_DIRECTIONS FOR THIS TASK_
How many lines in the records below contain the string "tyre"? Case counts. Reply with the number alone.

_DATA TO PROCESS_

--- Begin ---

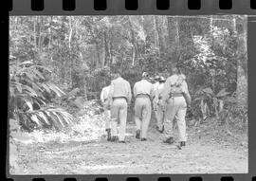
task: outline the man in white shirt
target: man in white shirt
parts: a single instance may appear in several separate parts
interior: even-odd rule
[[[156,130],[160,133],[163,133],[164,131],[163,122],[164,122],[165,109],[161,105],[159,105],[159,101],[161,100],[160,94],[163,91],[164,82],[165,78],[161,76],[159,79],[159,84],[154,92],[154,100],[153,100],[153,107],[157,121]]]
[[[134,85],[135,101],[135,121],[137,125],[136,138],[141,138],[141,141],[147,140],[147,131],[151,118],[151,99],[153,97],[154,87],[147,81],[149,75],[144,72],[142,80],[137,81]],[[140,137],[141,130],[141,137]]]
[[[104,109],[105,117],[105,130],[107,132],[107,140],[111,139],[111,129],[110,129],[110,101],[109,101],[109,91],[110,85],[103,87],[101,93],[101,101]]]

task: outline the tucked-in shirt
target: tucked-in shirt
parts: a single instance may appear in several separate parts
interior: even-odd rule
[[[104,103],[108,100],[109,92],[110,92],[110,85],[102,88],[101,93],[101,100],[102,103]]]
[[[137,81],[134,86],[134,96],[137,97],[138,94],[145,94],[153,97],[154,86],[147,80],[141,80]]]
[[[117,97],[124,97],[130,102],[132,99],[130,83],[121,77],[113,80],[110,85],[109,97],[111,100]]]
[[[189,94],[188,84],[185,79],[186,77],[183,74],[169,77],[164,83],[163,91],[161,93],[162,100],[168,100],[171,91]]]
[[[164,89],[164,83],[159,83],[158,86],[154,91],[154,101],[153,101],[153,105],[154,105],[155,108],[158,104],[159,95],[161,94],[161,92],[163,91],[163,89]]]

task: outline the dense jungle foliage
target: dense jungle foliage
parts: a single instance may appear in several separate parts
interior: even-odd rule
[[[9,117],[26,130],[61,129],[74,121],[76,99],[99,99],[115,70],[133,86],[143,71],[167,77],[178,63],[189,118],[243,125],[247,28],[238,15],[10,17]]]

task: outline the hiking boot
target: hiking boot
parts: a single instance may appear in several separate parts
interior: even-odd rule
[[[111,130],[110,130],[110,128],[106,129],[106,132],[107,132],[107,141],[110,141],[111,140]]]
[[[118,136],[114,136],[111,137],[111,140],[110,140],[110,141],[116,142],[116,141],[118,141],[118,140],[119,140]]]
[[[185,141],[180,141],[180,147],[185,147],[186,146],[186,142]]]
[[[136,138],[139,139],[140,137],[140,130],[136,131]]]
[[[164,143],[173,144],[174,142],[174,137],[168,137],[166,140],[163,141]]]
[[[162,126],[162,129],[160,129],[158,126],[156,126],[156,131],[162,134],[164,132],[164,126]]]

--- End ---
--- Begin ---

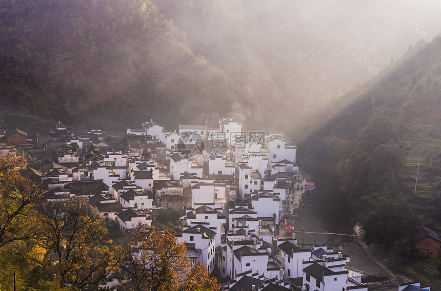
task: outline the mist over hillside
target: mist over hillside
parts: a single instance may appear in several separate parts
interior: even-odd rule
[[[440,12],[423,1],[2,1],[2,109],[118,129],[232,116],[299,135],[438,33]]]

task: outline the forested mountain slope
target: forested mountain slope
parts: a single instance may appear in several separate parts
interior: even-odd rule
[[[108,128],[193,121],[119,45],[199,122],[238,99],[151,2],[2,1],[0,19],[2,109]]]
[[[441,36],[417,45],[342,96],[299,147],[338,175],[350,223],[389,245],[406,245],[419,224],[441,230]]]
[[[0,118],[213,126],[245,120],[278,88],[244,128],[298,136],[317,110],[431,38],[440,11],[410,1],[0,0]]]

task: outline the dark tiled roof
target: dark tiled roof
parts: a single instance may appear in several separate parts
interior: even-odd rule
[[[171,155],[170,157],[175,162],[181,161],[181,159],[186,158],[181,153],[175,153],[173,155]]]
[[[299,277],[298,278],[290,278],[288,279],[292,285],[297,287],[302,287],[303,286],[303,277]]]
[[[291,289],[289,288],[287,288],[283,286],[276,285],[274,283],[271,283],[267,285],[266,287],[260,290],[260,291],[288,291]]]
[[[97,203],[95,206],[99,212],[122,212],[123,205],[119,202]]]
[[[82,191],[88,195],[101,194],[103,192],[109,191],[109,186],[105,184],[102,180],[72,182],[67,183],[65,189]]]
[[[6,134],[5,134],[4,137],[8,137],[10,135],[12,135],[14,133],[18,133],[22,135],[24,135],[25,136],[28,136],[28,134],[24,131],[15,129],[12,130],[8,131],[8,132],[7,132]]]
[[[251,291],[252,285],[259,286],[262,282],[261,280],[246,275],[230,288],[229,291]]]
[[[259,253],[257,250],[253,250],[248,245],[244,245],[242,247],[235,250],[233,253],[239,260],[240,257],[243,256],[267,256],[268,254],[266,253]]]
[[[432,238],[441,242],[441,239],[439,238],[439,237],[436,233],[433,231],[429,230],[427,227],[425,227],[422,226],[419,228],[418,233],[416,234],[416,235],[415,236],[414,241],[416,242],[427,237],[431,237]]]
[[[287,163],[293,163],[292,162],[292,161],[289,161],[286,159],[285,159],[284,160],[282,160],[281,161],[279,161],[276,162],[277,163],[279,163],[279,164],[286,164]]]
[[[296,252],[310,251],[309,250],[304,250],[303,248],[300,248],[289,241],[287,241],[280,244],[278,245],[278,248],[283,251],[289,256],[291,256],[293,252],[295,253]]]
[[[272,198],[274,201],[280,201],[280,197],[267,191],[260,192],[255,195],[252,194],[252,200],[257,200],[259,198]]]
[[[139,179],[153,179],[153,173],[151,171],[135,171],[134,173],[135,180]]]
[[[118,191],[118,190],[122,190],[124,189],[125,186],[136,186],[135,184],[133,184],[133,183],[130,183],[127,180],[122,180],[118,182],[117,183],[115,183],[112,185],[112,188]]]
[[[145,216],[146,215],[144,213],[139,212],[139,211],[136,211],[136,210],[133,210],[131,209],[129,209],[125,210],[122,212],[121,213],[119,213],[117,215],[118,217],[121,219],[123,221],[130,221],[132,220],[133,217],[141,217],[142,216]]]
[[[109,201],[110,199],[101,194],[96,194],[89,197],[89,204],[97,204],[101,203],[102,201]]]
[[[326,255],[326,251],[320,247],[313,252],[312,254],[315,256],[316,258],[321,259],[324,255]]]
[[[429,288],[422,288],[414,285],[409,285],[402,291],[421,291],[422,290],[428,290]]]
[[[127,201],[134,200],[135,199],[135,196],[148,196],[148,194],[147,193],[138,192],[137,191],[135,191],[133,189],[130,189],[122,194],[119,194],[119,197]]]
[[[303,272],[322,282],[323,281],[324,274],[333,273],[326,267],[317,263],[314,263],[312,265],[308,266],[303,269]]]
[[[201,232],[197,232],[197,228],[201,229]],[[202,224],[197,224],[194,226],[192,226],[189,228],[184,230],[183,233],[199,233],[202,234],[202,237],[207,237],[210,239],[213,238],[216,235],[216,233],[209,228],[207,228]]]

--- End ---
--- Begin ---

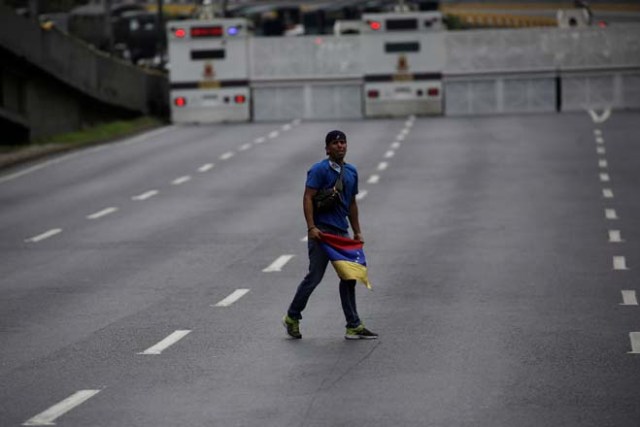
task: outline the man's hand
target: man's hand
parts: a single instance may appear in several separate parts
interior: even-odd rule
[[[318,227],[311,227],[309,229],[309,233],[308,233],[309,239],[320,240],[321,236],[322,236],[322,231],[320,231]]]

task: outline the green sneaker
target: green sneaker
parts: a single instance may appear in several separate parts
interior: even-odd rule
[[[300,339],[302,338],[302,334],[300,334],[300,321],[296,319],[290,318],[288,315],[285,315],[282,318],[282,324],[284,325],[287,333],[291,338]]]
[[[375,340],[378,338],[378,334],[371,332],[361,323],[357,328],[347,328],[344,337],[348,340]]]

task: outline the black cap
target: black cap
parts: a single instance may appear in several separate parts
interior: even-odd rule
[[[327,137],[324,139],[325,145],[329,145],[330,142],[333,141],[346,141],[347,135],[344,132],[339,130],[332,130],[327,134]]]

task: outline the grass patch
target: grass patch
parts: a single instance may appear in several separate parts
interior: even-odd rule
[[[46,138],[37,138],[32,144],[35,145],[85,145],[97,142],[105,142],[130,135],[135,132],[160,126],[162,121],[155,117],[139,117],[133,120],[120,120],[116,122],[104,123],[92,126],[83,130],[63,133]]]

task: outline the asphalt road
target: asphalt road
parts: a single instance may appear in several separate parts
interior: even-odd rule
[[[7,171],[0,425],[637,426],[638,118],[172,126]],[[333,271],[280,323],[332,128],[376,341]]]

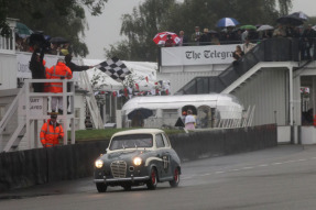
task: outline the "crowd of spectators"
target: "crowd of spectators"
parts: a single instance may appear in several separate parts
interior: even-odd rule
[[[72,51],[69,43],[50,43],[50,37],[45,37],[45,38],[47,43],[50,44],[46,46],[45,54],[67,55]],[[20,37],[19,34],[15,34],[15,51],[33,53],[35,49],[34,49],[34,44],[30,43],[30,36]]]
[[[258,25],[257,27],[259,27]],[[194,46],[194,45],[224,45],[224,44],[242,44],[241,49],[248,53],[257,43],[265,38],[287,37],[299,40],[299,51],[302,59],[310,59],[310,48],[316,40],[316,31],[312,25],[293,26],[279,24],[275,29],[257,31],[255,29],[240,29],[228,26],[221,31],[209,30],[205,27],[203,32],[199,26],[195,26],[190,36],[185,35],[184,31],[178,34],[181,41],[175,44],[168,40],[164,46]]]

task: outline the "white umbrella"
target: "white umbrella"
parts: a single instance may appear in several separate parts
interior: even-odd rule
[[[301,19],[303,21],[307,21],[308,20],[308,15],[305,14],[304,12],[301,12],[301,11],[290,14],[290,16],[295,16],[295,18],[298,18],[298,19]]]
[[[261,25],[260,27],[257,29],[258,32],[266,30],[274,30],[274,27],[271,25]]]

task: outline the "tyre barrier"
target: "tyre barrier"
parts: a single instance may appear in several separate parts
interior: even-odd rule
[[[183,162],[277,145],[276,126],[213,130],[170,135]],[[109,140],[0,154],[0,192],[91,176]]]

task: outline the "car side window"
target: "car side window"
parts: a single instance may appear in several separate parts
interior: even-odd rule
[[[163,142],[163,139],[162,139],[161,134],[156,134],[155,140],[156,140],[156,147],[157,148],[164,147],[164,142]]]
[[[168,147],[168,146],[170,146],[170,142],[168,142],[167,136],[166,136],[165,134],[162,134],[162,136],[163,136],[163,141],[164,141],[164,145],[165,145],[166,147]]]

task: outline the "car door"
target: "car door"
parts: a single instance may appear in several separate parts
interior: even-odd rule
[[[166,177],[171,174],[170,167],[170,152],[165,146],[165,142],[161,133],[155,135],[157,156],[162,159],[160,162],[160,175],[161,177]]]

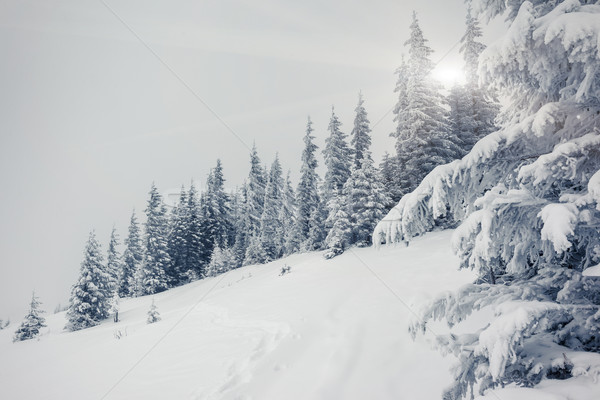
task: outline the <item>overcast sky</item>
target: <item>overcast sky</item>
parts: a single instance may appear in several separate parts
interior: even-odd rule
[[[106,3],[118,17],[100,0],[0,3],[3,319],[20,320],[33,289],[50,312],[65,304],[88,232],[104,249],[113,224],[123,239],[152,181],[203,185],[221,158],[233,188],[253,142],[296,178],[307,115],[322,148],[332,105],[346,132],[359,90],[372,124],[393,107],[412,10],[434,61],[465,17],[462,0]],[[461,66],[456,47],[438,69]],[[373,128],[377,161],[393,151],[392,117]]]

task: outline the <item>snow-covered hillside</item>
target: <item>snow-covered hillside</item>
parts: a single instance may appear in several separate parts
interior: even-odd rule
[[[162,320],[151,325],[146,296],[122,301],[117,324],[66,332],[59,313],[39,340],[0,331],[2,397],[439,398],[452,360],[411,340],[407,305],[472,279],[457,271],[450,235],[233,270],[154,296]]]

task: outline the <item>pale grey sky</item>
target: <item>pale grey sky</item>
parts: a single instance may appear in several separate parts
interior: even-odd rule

--- End ---

_RESPONSE_
2